Directions:
From the line with "Guideline: for every instance of the patterned" through the line with "Guideline: for every instance of the hardwood", repeat the entries verbatim, both end lines included, and add nothing.
※ ※ ※
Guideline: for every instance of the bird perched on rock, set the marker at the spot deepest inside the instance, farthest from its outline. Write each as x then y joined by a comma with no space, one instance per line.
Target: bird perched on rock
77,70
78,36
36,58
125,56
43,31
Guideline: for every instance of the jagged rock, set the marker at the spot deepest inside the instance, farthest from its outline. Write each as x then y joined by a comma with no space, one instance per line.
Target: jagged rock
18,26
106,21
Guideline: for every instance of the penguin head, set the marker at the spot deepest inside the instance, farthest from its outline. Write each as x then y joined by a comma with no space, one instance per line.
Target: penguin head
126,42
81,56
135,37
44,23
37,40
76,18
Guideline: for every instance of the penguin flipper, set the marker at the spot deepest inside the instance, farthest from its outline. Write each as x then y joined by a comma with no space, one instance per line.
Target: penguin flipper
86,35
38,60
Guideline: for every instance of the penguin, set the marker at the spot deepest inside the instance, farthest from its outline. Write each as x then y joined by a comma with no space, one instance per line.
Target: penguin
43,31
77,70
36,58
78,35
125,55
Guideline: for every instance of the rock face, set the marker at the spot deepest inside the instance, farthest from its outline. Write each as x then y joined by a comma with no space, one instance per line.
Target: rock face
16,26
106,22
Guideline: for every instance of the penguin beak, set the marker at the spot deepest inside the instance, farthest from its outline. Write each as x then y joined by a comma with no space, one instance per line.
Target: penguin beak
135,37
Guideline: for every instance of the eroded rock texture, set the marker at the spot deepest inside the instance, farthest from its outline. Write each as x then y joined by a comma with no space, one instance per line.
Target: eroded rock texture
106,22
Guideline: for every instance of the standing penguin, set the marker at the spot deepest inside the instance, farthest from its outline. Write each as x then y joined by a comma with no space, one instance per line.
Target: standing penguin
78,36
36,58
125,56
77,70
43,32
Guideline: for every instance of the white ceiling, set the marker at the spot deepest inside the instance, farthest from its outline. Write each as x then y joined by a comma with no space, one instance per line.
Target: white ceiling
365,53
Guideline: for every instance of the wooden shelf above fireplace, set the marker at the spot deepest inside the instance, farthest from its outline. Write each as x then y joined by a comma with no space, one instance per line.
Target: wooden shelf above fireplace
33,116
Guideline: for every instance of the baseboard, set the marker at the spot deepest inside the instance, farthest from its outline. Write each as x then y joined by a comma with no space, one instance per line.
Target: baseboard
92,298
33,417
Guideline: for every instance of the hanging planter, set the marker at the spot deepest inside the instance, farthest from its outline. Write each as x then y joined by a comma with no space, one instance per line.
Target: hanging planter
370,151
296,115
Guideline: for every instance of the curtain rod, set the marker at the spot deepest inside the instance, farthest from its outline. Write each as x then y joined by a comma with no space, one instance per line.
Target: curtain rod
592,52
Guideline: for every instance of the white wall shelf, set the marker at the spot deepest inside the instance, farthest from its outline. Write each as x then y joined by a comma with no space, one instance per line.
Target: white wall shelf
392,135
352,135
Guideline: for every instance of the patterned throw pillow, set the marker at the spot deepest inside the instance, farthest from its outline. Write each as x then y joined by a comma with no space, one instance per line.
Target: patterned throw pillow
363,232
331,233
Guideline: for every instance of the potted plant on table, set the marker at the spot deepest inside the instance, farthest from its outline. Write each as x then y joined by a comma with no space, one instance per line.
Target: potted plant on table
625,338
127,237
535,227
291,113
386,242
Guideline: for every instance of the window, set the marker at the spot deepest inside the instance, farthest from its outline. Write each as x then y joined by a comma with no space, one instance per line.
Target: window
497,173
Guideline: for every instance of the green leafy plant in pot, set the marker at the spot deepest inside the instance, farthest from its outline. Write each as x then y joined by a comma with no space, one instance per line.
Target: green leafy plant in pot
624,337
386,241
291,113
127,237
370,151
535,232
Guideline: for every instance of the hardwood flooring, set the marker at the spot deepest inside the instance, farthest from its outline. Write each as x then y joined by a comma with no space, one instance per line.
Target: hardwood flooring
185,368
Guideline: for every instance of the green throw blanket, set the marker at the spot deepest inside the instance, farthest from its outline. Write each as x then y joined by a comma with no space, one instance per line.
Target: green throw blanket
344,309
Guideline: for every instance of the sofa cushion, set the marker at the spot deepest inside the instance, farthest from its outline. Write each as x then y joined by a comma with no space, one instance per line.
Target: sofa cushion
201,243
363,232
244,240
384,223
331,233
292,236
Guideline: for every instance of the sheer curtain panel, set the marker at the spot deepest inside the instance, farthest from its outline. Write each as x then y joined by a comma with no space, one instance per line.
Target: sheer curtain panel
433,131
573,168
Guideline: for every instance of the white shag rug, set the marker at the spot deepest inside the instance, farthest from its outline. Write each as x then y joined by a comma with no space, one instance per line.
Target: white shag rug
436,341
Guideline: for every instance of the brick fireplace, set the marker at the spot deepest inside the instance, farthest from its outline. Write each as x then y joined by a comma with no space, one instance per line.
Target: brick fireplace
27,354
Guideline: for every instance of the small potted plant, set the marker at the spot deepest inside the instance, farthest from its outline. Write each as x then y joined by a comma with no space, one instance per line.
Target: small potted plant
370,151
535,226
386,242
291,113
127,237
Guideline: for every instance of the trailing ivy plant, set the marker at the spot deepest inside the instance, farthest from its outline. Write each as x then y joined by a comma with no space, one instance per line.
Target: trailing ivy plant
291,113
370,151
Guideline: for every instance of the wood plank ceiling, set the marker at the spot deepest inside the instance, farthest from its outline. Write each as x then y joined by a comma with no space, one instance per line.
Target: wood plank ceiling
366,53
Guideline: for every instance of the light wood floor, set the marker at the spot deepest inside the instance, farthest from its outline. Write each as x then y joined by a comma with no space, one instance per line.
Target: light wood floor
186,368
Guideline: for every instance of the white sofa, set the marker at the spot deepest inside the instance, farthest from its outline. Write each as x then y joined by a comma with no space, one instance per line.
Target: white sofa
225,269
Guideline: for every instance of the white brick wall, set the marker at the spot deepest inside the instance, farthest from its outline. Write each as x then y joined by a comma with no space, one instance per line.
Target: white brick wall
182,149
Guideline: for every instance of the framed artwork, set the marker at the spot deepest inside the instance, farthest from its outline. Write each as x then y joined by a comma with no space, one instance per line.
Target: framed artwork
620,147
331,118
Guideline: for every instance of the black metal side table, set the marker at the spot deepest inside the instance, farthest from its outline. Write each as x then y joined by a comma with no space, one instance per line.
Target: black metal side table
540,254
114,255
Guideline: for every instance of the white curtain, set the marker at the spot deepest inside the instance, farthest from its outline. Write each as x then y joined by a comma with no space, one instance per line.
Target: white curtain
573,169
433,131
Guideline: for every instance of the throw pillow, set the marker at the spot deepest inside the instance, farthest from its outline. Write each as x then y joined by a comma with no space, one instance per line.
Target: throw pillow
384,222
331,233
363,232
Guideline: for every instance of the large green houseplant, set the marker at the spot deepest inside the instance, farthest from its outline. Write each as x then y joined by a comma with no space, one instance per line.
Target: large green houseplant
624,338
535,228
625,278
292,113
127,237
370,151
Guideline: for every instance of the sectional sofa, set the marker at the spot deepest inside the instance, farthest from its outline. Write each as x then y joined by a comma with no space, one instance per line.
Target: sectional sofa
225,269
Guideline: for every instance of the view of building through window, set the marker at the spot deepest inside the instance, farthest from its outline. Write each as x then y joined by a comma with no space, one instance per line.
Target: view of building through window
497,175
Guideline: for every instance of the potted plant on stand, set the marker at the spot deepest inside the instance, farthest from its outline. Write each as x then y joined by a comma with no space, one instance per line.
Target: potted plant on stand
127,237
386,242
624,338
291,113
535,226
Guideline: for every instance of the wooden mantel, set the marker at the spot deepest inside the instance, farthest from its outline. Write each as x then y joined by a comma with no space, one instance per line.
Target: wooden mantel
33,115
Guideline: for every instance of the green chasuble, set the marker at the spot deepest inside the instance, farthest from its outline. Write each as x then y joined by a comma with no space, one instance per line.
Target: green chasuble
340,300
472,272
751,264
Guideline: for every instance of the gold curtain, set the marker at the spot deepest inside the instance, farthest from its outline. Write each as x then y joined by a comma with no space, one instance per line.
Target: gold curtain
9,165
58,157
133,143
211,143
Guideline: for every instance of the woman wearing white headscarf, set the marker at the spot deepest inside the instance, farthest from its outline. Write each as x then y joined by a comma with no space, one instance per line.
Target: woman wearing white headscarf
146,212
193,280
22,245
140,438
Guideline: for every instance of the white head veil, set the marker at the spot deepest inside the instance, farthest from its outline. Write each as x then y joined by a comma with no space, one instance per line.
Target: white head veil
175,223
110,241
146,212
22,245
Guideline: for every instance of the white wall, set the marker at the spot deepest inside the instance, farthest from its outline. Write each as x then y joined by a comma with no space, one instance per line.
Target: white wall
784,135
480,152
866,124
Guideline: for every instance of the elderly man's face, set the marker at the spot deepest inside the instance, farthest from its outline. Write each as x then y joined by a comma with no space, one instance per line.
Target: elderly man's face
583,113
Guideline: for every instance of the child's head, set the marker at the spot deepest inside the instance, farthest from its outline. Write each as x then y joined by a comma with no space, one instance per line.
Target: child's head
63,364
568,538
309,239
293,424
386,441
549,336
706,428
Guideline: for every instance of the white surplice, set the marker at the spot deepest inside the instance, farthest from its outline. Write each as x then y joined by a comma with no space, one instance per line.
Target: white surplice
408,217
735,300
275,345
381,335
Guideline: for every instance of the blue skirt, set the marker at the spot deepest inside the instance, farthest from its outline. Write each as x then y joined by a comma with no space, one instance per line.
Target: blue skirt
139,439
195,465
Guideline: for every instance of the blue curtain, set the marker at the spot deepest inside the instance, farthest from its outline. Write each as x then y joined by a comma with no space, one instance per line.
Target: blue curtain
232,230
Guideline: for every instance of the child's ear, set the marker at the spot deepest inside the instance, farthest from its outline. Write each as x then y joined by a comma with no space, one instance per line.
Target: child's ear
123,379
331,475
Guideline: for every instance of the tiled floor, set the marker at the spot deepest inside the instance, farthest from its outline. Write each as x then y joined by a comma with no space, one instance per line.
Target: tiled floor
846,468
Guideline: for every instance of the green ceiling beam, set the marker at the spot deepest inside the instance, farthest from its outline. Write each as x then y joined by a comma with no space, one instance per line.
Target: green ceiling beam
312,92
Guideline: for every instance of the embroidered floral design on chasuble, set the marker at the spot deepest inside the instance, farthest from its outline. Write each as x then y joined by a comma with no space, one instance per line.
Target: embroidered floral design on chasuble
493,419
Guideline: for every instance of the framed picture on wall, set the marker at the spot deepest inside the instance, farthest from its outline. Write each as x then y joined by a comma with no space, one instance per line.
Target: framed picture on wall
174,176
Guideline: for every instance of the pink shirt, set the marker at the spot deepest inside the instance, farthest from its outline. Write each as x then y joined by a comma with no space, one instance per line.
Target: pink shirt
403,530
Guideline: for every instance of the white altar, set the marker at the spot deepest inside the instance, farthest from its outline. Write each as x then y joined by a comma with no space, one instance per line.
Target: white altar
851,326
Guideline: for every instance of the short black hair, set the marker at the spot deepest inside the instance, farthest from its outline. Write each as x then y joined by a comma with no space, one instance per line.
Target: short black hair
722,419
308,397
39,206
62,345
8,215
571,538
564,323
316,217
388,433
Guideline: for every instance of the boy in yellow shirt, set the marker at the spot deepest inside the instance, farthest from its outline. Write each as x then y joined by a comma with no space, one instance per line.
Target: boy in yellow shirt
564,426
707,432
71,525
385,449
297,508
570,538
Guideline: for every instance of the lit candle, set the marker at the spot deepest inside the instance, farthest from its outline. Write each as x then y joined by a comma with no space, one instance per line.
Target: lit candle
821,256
※ ※ ※
Result below:
Guideline: for every instance of the patterned throw pillow, set the marker at the spot deepest inside the instance, farthest from its outline. Write each as x then y joined by a comma with no space, one instance per line.
Target: patterned throw pillow
363,232
331,233
Guideline: for every instance of the potted plant on table, set the marker at the spot deepest inside the instance, farthest from its outline. Write each as x then y joined by a comma with no space, one instance per line.
Target: potted plant on table
625,338
127,237
535,227
291,113
386,242
Guideline: for every instance of the window, set the marker at the spot deepest inside the instance, farthest from its outline. Write each as x then y joined by a comma with no space, one instance per line.
Target: window
497,173
Guideline: for every instance of the green leafy plant in pot, set the marker at the spot deepest inside the instance, farthest from its outline. Write each as x then y joined by a comma with no space, one instance per line.
Target: green leafy plant in pot
624,337
386,241
291,113
127,237
370,151
535,232
Guideline: for every instance of the hardwood flooring, set the marker at the spot deepest inside the instance, farthest from its outline. Write each as x then y joined by a comma with no space, one instance per line.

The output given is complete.